Given records:
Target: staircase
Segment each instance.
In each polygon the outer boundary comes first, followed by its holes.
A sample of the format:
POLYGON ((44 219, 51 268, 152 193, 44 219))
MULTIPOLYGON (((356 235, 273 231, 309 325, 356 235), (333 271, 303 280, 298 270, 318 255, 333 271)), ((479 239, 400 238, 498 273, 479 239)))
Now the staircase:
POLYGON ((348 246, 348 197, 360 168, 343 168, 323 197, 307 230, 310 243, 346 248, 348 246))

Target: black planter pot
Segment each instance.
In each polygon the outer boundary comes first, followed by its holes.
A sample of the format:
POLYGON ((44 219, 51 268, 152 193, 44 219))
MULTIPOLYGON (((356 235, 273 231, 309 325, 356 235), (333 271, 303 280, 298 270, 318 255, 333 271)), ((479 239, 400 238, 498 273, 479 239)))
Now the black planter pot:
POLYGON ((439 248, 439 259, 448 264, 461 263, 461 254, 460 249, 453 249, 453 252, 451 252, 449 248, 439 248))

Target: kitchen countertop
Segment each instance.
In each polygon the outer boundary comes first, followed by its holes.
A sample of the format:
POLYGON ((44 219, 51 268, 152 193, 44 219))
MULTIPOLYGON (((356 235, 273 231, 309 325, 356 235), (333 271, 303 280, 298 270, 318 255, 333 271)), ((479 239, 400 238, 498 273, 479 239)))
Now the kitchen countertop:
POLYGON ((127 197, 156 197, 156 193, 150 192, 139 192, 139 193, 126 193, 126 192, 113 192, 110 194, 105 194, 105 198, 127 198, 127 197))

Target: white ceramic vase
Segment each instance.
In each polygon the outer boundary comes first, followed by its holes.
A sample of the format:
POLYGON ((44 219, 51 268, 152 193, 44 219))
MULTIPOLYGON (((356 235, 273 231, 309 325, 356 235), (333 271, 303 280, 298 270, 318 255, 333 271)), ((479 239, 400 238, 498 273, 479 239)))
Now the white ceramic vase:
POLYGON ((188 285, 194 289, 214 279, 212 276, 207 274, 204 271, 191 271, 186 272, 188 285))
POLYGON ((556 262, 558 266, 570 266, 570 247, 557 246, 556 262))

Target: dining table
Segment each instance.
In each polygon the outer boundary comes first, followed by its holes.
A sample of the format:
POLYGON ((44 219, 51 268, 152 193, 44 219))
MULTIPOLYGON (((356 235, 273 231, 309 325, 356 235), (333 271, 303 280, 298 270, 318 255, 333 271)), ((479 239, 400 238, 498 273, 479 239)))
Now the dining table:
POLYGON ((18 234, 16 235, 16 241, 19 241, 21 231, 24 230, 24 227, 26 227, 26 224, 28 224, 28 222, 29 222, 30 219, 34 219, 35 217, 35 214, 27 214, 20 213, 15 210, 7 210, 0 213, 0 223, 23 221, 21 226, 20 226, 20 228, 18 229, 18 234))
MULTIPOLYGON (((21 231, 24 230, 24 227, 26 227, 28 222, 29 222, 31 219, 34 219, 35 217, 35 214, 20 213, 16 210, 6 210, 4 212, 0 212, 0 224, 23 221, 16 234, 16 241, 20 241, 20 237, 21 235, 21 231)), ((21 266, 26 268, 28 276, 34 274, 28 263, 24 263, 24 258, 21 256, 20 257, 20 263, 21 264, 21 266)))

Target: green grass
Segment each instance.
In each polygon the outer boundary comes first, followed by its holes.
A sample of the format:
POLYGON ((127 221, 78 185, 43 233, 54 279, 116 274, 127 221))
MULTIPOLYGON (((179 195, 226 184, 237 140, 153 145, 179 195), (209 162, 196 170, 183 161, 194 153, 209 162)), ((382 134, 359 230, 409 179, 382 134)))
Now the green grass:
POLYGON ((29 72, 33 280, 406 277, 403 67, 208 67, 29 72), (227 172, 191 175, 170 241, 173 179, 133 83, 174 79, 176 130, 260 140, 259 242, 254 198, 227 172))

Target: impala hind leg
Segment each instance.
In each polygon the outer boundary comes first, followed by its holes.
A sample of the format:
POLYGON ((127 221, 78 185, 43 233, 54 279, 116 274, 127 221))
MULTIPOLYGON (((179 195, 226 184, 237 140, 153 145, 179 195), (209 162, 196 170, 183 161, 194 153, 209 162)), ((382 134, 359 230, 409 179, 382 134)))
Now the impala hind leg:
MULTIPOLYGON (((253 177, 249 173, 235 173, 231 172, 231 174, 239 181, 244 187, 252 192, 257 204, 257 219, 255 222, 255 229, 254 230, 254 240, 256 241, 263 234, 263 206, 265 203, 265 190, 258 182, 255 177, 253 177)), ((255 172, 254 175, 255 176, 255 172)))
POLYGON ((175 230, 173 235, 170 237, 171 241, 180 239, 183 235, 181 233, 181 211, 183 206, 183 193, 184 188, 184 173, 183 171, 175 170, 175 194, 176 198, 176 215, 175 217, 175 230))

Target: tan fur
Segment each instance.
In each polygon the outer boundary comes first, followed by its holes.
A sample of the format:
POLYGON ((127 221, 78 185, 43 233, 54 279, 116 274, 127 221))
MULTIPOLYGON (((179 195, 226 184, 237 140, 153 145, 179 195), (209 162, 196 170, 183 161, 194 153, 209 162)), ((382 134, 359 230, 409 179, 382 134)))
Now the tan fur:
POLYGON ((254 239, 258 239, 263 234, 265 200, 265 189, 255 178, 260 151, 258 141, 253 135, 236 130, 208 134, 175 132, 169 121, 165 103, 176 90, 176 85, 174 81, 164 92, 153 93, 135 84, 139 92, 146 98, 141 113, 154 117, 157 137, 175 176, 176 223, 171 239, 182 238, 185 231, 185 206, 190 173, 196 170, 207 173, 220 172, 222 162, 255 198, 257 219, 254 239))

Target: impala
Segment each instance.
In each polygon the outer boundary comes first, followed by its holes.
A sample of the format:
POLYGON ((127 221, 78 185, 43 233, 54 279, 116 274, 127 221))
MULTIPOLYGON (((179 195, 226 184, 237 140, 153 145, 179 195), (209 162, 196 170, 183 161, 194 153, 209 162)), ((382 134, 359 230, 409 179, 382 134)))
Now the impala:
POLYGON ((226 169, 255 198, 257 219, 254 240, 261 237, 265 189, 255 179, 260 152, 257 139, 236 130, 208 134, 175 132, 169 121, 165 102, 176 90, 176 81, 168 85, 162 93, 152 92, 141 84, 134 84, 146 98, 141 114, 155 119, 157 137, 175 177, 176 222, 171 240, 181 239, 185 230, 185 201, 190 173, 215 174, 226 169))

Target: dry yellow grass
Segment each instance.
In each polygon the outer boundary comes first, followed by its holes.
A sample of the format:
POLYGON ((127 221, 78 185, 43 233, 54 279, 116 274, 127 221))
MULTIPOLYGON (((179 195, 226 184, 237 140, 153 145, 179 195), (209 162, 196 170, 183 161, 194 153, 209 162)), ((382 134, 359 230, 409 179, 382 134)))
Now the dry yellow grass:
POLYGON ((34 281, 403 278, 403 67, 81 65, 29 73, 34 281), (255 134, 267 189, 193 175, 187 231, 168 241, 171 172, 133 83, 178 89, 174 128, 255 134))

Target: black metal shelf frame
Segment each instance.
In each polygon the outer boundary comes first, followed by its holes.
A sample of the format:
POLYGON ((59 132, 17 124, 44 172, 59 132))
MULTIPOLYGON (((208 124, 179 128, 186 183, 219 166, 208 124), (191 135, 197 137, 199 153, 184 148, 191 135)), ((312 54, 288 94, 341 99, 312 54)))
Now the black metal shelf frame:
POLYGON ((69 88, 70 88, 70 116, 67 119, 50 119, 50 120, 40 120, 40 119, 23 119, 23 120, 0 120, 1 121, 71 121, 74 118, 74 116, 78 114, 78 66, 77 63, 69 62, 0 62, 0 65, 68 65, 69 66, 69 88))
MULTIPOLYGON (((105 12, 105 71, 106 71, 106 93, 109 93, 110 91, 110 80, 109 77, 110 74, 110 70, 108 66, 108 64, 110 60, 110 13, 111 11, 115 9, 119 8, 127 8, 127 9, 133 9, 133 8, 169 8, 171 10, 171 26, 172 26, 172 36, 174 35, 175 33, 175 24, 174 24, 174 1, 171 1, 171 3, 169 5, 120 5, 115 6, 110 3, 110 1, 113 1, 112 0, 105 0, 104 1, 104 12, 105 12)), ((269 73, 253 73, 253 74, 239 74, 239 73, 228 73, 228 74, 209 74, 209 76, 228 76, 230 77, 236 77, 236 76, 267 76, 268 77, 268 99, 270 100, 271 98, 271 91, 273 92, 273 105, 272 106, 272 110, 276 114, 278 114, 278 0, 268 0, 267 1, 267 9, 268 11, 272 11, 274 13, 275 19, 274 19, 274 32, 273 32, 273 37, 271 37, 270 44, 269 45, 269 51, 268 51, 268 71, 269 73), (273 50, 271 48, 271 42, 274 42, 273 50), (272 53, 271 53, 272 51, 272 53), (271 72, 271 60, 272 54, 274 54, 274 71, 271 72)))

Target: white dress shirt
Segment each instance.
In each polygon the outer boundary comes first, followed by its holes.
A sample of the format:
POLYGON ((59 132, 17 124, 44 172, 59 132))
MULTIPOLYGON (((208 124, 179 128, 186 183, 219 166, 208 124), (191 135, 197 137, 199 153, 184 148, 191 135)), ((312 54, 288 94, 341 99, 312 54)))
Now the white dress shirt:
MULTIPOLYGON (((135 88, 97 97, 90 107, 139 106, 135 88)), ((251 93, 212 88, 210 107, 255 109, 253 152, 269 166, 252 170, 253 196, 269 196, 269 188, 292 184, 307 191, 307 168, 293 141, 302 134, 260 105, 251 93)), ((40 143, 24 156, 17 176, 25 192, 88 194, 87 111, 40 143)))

Aim: Copy out the stretch of items from the line containing "Target: green grass" through the line containing "POLYGON ((29 72, 33", both included, with no changes.

Final answer:
Target: green grass
Segment each instance.
In each polygon the outer boundary comes first, followed by its holes.
A sample of the format:
POLYGON ((127 221, 78 185, 43 233, 54 279, 116 274, 127 221))
MULTIPOLYGON (((179 195, 226 184, 237 140, 153 145, 179 195), (209 162, 196 170, 183 161, 194 153, 209 162)), ((382 134, 359 230, 409 179, 382 134)))
Now the green grass:
POLYGON ((29 72, 33 280, 406 277, 403 67, 208 67, 29 72), (227 172, 191 175, 170 241, 173 179, 133 83, 174 79, 176 130, 260 140, 259 242, 254 198, 227 172))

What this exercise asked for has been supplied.